#### [BRIEF A]
In the crumb rubber article, which laboratory group tested the reporters' samples?
#### [BRIEF B]
Continue the crumb rubber article from its last sentence.

#### [PASSAGE]
============
Our probe has revealed a litany of carcinogens are found in the substance that is sprinkled over plastic turf to make it bouncy.
The crumb rubber, which is made from recycled car tyres, has been linked to cancer clusters.
Our reporters collected samples of the substance and sent it to laboratory boffins at the Environment Scientifics Group.
It carries out official tests for police forces and other government organisations.
Its stringent tests on our samples revealed the presence of a number of chemical elements linked to poisoning, such as arsenic, lead and cadmium.
However, it was the prevalence of carcinogenic polycyclic aromatic hydrocarbons that will cause the most concern.
Prof Andrew Watterson, an environmental health expert from the University of Stirling, who looked at our findings, said: “This report confirms and reveals the presence of a number of carcinogens at various levels in the rubber crumb.
“If the chemicals and metals remain locked in to the crumb, then there will be no exposure.
“However, it seems to be fairly clear that there may be some potential risk from some of these substances to sports people.
“To what extent and with what effect the carcinogenic metals and semi-volatile organic compounds may be taken up through inhalation, skin absorption or ingestion and under what conditions then remains the big question.”
Research in 2014 by four US universities found polycyclic aromatic hydrocarbons (PAHs) to be “highly mutagenic cancer causing compounds”.
============
#### [DATA RECORDS]
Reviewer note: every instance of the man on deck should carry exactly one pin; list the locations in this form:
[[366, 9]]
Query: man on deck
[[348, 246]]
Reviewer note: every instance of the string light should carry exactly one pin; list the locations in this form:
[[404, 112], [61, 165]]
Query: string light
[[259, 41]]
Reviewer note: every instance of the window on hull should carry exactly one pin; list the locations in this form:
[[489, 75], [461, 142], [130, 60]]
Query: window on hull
============
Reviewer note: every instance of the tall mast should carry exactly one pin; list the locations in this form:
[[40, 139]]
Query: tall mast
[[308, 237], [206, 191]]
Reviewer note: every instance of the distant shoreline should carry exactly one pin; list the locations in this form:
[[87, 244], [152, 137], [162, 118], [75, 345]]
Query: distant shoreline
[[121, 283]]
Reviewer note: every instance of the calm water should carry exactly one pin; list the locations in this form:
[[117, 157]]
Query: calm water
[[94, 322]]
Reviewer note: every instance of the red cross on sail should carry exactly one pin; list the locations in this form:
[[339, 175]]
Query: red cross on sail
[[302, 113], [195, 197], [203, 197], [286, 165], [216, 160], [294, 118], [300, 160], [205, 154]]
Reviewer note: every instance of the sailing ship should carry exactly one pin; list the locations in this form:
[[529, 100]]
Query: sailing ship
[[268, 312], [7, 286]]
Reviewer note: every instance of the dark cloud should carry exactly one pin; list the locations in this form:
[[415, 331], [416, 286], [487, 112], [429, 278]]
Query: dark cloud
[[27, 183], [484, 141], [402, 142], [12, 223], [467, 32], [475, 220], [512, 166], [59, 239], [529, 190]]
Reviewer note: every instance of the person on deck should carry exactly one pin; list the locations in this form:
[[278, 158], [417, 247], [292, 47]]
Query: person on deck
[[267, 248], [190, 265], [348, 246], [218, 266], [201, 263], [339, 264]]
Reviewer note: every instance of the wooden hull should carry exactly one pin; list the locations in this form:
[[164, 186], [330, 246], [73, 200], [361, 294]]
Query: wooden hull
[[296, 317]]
============
#### [ANSWER A]
The Environment Scientifics Group.

#### [ANSWER B]
The two biggest PAHs we discovered were Benzo (E) Pyrene and Chryseneat.
A 1993 study into Benzo (E) Pyrene said the substance promotes tumours forming on skin.
And as far back as 1978, experts found exposing mice to Chrysene led to a huge increase in tumours in the animals.
The Sunday Post has also been passed the stringent instructions workers putting in pitches are given when handling the substance, which includes the disclaimer to keep out of the reach of children.
Amateur goalkeeper Robbie Jones, from Cardiff, said there should be a ban on building new pitches until the safety of rubber crumb is properly investigated.
The 30-year-old, diagnosed with Hodgkin’s Lymphoma a year ago after playing on 3G pitches three times a week for 12 years, fears playing on the surfaces caused his illness.
“If there’s any evidence the stuff could be harmful there should not be any more built until it is investigated,” he said.
“School kids play on them all the time and I think their parents should think twice about that.”
Professor Watterson added: “The precautionary public health approach would be to adopt new technologies like artificial turf pitches only if they are proven low risk or safe and only if there are no healthier alternatives.”
We were the first in the UK to expose how the rubber crumb has been linked to hundreds of cancer cases in the US.
It is feared players, particularly goalkeepers, have developed deadly conditions after accidentally swallowing the pellets while diving.
The Sports and Play Construction Association, which represents the artificial pitch construction industry, could not be contacted.
However the industry has previously slammed health fears, citing countless independent studies which have deemed rubber crumb safe to play on.
Although there are natural alternatives, such as coconut husk, crumb rubber is used in around 90% of the UK’s artificial pitches due to its low cost.